— start of ITEMS —

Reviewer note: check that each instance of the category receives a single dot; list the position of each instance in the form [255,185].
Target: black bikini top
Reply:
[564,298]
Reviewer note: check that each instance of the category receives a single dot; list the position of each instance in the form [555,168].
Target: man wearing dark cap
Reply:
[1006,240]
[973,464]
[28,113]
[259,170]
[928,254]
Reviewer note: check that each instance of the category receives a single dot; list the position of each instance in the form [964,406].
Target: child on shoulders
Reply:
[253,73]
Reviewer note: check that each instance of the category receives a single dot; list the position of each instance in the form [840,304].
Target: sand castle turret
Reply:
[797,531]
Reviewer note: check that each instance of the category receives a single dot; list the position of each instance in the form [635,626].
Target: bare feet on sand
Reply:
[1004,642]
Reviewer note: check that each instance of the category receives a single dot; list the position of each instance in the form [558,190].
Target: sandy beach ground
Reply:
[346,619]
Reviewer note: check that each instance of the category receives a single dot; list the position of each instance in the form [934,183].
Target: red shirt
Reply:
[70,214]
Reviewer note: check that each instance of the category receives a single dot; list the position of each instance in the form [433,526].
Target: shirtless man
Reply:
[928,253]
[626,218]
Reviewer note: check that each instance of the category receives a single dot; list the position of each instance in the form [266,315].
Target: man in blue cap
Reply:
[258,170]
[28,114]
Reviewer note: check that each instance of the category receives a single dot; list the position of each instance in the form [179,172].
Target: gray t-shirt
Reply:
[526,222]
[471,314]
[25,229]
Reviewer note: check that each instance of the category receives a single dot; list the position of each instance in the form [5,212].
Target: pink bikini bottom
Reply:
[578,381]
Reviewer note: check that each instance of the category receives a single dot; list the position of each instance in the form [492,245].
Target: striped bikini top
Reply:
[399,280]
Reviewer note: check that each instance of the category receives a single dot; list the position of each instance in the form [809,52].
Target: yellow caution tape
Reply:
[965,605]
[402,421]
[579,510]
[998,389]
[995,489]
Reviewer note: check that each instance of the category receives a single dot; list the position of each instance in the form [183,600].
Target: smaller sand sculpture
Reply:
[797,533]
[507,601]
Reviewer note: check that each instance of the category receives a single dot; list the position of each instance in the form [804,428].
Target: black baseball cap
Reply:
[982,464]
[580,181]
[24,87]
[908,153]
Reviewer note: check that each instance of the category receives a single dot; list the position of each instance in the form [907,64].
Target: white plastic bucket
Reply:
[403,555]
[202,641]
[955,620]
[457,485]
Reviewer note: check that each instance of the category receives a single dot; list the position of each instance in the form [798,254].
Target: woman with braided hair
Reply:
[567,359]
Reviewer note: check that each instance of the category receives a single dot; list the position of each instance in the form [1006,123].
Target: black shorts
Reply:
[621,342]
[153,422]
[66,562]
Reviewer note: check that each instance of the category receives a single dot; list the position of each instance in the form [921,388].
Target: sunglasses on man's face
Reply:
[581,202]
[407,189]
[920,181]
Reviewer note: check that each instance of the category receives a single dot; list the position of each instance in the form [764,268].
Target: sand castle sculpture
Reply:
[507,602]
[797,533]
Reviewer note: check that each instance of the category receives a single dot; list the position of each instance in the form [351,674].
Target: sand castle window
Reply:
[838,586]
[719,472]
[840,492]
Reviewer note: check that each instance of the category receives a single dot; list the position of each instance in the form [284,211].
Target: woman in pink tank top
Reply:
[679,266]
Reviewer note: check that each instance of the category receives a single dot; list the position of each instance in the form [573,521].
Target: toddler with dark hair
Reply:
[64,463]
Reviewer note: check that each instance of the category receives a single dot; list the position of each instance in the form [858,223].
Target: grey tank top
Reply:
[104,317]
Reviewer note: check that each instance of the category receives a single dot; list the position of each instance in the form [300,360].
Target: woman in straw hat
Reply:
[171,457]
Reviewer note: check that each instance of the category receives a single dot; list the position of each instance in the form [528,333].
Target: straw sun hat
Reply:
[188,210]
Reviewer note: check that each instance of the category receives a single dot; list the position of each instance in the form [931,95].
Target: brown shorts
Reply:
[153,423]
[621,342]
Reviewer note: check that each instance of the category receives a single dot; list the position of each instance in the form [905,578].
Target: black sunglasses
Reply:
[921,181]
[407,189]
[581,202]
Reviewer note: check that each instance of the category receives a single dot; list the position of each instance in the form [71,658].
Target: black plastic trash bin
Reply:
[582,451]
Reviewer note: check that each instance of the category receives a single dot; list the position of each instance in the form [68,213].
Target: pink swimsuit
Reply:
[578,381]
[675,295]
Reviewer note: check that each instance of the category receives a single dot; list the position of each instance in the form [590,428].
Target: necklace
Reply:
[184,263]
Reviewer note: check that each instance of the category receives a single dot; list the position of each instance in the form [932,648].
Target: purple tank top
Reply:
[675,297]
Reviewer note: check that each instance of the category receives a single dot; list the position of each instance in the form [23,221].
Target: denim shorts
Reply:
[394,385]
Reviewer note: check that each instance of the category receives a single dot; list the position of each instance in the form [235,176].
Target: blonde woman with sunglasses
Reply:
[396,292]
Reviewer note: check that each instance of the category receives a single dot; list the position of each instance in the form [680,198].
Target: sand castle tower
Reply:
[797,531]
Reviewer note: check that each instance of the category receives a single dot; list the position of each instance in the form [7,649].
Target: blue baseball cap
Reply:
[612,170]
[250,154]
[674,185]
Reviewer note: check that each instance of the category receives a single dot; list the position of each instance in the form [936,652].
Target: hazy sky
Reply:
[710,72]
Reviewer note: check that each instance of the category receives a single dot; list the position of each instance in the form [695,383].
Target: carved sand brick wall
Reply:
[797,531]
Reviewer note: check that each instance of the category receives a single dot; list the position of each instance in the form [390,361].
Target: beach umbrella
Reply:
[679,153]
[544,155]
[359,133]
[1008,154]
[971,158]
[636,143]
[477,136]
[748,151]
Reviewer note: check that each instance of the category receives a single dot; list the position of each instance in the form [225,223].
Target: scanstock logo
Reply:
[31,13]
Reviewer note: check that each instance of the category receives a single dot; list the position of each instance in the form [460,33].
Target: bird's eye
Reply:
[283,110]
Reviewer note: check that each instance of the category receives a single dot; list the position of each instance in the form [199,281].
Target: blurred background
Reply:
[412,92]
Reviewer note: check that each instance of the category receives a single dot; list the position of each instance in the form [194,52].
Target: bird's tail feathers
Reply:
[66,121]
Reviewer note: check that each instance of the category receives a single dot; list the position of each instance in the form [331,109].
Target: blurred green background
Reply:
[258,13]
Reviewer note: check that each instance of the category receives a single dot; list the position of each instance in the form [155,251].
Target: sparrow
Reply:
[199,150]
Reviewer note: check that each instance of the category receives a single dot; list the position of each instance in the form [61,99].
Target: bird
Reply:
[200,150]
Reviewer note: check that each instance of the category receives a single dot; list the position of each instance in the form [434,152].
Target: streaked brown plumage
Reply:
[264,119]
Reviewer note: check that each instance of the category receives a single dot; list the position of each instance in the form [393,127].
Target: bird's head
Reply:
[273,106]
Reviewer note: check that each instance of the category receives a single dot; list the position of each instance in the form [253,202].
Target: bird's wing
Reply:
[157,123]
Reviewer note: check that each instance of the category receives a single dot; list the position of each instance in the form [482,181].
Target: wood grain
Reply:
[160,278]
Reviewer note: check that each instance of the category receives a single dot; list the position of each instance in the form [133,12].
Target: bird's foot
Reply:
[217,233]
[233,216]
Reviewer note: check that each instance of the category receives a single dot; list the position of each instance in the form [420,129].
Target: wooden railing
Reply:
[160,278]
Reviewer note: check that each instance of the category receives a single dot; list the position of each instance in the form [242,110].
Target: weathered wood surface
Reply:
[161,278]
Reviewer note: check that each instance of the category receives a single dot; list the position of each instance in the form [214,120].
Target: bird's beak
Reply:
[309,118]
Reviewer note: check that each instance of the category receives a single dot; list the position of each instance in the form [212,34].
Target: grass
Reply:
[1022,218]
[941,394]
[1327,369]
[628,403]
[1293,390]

— end of ITEMS —

(SHORT EXERCISE) Rewrite everything from the line containing "the form [212,34]." down to the end of the data as a numbered list, omitting any blank lines.

(COMPLETE OUTPUT)
1. Reviewer note: check that each instance of the category receives a single dot; list the position of each instance in the form [212,34].
2. Target: grass
3. Reply:
4. [1022,218]
5. [941,394]
6. [1327,369]
7. [628,403]
8. [1293,390]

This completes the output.